La firme Porsche a de nombreuses fois fourni ses services à l’industrie automobile soviétique. L’exemple le plus connu est l’amélioration de la Lada Samara. Mais il en existe d’autres dont les acheteurs n’ont pas vraiment eu l’occasion de profiter. Za Roulem revient sur l’histoire de cette collaboration avec les archives exclusives du constructeur allemand.

Dans les années 1970, le constructeur moscovite AZLK vit un tournant de son histoire. Son bureau d’études a créé de nombreux prototypes de modèles destinés à remplacer la Moskvitch-412 mais les fabriquer nécessiterait de profondes transformation dans l’entreprise, y compris la construction de nouveaux bâtiments. De plus, il est décidé d’annuler la commande des nouvelles machines passée à l’étranger car le pays a besoin de faire des économies de devises. Mais le temps passe et la demande sur le modèle 412, devenu vieillissant, baisse rapidement. Le Ministère de l’Industrie Automobile trouve un plan B et propose d'offrir à ce modèle un profond restylage afin de le moderniser un peu. C’est ainsi qu’est conçu le modèle Moskvitch-2140 mais peu de gens savent que Porsche
a également été consulté pour travailler sur ce modèle.
- - -
#### CONSIGNE 1:
Résumez en deux phrases le texte sur Porsche et l'industrie automobile soviétique.
#### CONSIGNE 2:
D'après le texte sur Porsche et l'industrie automobile soviétique, pourquoi le ministère de l'Industrie automobile a-t-il proposé un restylage de la Moskvitch-412 ? Répondez en une ou deux phrases.
#### CONSIGNE 3:
Reprenez tel quel le passage du texte sur Porsche et l'industrie automobile soviétique qui va de "La firme Porsche" à "du constructeur allemand.".
Appuyez-vous uniquement sur le texte présenté.

#### DONNÉES ENREGISTRÉES:
- - -
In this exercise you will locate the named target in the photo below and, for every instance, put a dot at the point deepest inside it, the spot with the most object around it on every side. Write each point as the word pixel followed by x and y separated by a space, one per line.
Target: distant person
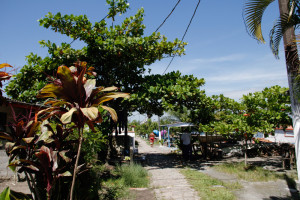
pixel 186 146
pixel 152 138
- - -
#### BONNE RÉPONSE 1:
Porsche a souvent travaillé pour l'industrie automobile soviétique, l'exemple le plus connu étant l'amélioration de la Lada Samara. Dans les années 1970, comme fabriquer un nouveau modèle chez AZLK aurait demandé de profondes transformations, le ministère a fait moderniser la Moskvitch-412, devenue vieillissante, ce qui a donné la Moskvitch-2140, pour laquelle Porsche a aussi été consulté.

#### BONNE RÉPONSE 2:
Le temps passait et la demande pour la Moskvitch-412, devenue vieillissante, baissait rapidement. Le ministère a donc proposé un profond restylage pour moderniser un peu ce modèle.

#### BONNE RÉPONSE 3:
La firme Porsche a de nombreuses fois fourni ses services à l’industrie automobile soviétique. L’exemple le plus connu est l’amélioration de la Lada Samara. Mais il en existe d’autres dont les acheteurs n’ont pas vraiment eu l’occasion de profiter. Za Roulem revient sur l’histoire de cette collaboration avec les archives exclusives du constructeur allemand.